# What to work on:
Return nothing except the lines from the one that contains "For the audit set, annotate each instance of the horse head" through the end of the material below, each exactly as given.
#### Source material ####
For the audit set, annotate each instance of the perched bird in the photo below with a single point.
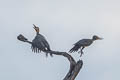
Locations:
(38, 44)
(81, 44)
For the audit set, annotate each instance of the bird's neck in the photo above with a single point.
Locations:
(37, 33)
(93, 39)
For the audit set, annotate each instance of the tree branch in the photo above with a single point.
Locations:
(74, 66)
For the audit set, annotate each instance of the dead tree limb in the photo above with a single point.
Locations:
(74, 66)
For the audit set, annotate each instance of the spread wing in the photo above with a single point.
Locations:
(84, 42)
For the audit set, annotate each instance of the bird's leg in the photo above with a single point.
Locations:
(82, 51)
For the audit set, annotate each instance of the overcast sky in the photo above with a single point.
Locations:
(62, 22)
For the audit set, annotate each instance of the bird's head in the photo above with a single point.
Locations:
(96, 38)
(36, 28)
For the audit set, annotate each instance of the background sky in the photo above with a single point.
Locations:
(62, 22)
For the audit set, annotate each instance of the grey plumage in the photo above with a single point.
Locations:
(39, 43)
(81, 44)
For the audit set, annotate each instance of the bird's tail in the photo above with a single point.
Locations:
(47, 52)
(74, 49)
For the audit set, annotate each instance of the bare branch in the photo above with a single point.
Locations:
(74, 66)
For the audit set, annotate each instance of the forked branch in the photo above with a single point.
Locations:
(74, 66)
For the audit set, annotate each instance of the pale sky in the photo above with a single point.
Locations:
(62, 22)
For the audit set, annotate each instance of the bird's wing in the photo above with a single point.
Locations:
(40, 42)
(84, 42)
(44, 41)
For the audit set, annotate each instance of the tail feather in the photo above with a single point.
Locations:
(74, 49)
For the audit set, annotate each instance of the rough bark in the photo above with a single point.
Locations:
(74, 66)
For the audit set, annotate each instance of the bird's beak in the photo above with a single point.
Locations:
(34, 26)
(100, 38)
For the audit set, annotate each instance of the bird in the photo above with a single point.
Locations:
(81, 44)
(39, 43)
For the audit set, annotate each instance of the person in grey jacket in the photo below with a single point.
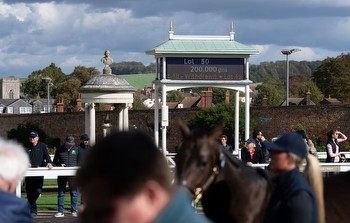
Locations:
(67, 156)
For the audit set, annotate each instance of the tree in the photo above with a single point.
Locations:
(68, 89)
(175, 96)
(84, 74)
(35, 86)
(332, 77)
(271, 89)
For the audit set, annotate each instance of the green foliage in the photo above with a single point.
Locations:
(316, 94)
(273, 90)
(65, 86)
(333, 76)
(138, 104)
(277, 70)
(207, 118)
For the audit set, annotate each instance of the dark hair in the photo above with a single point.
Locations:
(223, 136)
(302, 133)
(330, 133)
(256, 132)
(119, 166)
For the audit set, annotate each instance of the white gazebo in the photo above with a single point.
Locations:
(107, 89)
(186, 61)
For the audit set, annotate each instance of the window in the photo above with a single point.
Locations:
(25, 110)
(11, 95)
(10, 110)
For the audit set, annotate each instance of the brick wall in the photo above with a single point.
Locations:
(272, 120)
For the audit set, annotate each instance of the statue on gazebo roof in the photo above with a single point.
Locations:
(107, 60)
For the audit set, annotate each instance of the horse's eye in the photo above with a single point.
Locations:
(202, 163)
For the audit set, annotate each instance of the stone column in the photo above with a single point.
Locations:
(126, 118)
(92, 117)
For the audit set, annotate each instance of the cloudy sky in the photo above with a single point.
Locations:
(34, 33)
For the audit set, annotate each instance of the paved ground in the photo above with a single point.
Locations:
(48, 217)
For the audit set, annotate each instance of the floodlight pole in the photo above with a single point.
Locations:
(287, 53)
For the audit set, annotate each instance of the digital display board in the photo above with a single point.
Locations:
(190, 68)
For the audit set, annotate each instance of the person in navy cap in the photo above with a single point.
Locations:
(293, 199)
(84, 145)
(251, 154)
(67, 156)
(39, 157)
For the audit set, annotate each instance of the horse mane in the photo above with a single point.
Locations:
(313, 175)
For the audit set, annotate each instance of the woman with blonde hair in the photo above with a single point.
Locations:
(296, 198)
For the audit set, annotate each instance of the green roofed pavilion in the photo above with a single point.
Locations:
(208, 45)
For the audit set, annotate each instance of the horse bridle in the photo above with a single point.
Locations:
(198, 193)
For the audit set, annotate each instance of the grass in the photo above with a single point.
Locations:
(139, 81)
(48, 199)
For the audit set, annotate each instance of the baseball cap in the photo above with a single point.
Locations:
(70, 140)
(250, 140)
(289, 142)
(33, 134)
(84, 136)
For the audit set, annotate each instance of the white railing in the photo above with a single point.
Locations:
(47, 174)
(70, 171)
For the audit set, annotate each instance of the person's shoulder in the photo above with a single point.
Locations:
(13, 209)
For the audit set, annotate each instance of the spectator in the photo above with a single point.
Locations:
(251, 154)
(84, 145)
(67, 156)
(293, 199)
(259, 141)
(13, 165)
(125, 178)
(39, 157)
(342, 158)
(223, 141)
(334, 138)
(309, 144)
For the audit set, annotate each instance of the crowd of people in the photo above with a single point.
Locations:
(128, 180)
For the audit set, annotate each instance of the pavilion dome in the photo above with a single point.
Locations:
(107, 82)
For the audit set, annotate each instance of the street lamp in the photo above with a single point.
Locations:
(48, 92)
(287, 53)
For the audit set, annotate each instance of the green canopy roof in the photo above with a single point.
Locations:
(202, 46)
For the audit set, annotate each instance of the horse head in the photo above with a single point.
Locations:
(198, 159)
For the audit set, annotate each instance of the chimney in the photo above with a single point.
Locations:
(264, 101)
(307, 97)
(60, 105)
(227, 96)
(79, 103)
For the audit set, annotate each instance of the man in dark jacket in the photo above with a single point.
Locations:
(83, 146)
(67, 156)
(39, 157)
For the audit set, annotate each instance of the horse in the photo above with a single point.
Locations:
(230, 191)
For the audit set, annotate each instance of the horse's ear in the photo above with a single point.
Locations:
(183, 128)
(217, 131)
####
# Reply:
For the audit set, annotate each instance of the horse head in the photo above with a single point.
Locations:
(198, 159)
For the audit set, annotate each instance of the chimney in the photo above with a single point.
Locations:
(264, 101)
(307, 97)
(60, 105)
(227, 96)
(79, 103)
For the audit set, annotate each instance of the man in dark jacket in the photo above with a single point.
Locations:
(83, 146)
(67, 156)
(39, 157)
For the audit set, annotate each instance of the horse in the photo above with a single point.
Locations:
(230, 191)
For the audit set, annotate each instance of the horse's ear in the photo above with a single point.
Locations:
(183, 128)
(217, 131)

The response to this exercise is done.